Your task is to output the listing word for word, with pictures excluded.
□ □ □ □ □ □ □
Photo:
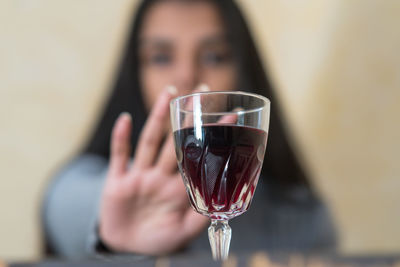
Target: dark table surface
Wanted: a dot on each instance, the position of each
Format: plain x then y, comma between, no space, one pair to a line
254,259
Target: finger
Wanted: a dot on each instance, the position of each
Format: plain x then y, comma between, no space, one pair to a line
153,130
188,120
167,158
120,144
228,119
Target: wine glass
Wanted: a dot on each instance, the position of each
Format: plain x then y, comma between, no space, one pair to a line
220,140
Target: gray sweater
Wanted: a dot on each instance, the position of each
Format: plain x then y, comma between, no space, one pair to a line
278,219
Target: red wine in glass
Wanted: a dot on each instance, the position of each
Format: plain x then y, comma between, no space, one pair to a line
221,169
220,140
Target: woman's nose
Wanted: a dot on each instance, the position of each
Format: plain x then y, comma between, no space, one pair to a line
186,76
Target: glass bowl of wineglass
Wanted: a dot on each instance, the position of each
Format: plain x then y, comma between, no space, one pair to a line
220,140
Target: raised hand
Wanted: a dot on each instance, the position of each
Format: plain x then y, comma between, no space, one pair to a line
144,206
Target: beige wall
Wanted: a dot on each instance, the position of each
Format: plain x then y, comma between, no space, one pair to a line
335,62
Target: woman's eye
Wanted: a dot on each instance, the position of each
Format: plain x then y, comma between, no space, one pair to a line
160,59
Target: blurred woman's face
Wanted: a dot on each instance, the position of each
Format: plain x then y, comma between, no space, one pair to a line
184,44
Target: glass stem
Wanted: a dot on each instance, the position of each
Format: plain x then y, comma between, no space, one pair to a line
219,234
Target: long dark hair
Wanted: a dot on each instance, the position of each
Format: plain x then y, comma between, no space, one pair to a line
280,166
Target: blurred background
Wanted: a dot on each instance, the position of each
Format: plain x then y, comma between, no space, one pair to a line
335,63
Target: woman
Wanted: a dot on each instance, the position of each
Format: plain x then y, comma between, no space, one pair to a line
103,201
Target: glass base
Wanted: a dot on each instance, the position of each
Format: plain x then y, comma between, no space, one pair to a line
219,234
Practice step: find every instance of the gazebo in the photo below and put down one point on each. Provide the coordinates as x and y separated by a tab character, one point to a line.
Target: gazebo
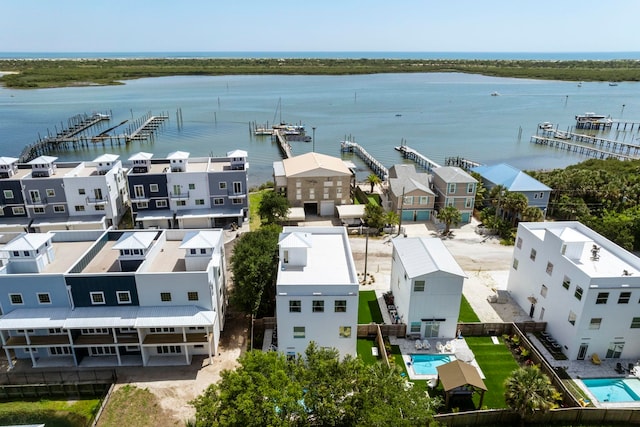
460	379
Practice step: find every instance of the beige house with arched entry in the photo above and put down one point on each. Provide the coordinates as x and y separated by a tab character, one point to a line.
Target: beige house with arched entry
313	181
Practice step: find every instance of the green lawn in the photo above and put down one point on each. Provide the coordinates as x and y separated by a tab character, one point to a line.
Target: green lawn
52	413
368	308
467	314
497	363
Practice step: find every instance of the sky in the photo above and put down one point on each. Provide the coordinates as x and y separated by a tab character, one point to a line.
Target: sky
319	25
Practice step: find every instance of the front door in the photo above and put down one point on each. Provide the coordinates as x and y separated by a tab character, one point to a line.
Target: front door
582	351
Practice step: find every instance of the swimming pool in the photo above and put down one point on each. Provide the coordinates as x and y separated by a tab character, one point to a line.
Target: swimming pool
614	389
426	364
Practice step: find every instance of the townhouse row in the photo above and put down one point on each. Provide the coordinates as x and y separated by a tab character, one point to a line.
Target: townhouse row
99	298
174	192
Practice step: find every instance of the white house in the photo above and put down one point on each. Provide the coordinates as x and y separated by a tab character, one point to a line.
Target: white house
584	286
426	282
316	290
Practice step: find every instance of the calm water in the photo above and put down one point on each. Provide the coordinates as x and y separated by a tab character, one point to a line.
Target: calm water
440	114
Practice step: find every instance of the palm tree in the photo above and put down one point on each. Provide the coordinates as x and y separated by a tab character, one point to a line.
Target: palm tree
□ □ □ □ □ □ □
▸ **SOLUTION TO THIS TASK**
Photo:
Target: dark table surface
Wanted: a dot on each instance, the position of each
Format: plain x then y, comma between, no space, one pair to a line
254,259
Target: finger
Wanted: a dot on each instance, the position of each
Format: plain x then y, comma between, no space, one pair to a line
153,130
188,120
167,158
120,144
228,119
Target: wine glass
Wanted: a dot on each instance, the position of each
Format: plain x then y, comma between, no space, one pair to a line
220,140
Target: gray sweater
Wanted: a dot on each instance, the position of each
Format: plain x then y, comma between, no space, one pair to a line
278,219
Target: red wine in glass
Wanted: a dot on each instance, the position of each
Format: plain x then y, comma between, no space, one pair to a line
221,169
220,140
Target: woman's nose
Wanted: a dot on each instance, the position of each
Format: plain x then y, comma between, no space, one pair to a line
186,76
Target: glass bowl of wineglass
Wanted: a dot on each instance, the position of each
Format: plain x then y, comma between, no space, one pair to a line
220,140
Target: raised hand
Wanted: a dot on each instance, the position of each
Format: plain x then y, comma between, no space, one pair to a line
144,206
Target: beige wall
Wanted: a dot on each instance, the position of each
Format: plain x then y, comma between, no space, one pair to a line
335,62
Target: woman's eye
Wanted: a dot on each instance, the position of each
Format: plain x then y, comma between, no space, one pair to a line
160,59
Target: blurred woman's face
Wanted: a dot on each instance, the position of each
Format: plain x then y, comma between, no space, one pair to a line
184,44
Target: glass stem
Wanted: a dot on each instance, the position of each
Format: plain x then y, comma between, no space, one pair to a line
219,234
Target: long dark hair
Wanted: a dot on each instance, the position of each
Format: plain x then y, comma between, no space, one pair to a line
280,166
Target: blurred background
Wanted: a dot on each instance, the position of each
Format: plain x then y, comma between, no space, one pair to a line
335,63
Target: woman
Wanted: a dot on each instance, the position of each
Format: plain x then y, comma between, no space, one pair to a line
103,201
Target: glass base
Wanted: a dot on each instance, the position of each
Format: plain x then y, comma between, no space, one pair to a line
219,234
Practice step: find every instance of the gazebo in the photo below and put down one point on each. Provide the coordinates as x and y separated by a tab character, one point to a line.
Target: gazebo
460	379
Practice step: find every instance of the beige house with arched entry in the photo above and put down one point on each. Provide the coordinates as x and y separated by a tab character, one point to a line.
Target: beige house with arched entry
313	181
Practice step: find every instance of the green lawn in the photo above and put down one point on each. Provide the coordinates as x and y separated by a tab character, one point to a line.
Target: green lawn
52	413
368	308
467	314
497	363
Practice step: find every instance of the sky in the photo above and put down one point on each. Provide the coordinates as x and y separated by a tab character, one point to a line.
Target: sky
319	25
Practice step: find every instance of the front door in the photo above and put down one point on each. Provide the coordinates as x and y separated by a tab character, one point to a line.
Target: front door
582	351
Practice step: find every instance of the swimming pool in the photo above and put down one point on each. Provide the coordinates as x and y separated by a tab character, one point to a line.
Target: swimming pool
614	389
426	364
Practice step: find every instance of the townhouse row in the photo above and put down one point on each. Provide the coordinates as x and y separated by a tab character, one point to a line.
Target: townhouse row
99	298
174	192
Practice step: find every instance of the white house in the photo above and put down one point on each. Provide the coordinates as x and y separated by a tab character, one point to a line.
Target: white house
584	286
426	282
316	290
Practice step: find every instance of the calm water in the photo above and put down one point on each. Provide the coordinates as x and y separated by a tab character, one point to a line.
Target: calm water
440	114
Practice step: find every instance of the palm tree in the photo above and put down one point on each. Provide the coordinates as x and y separated by a tab character, one point to a line.
Target: palm tree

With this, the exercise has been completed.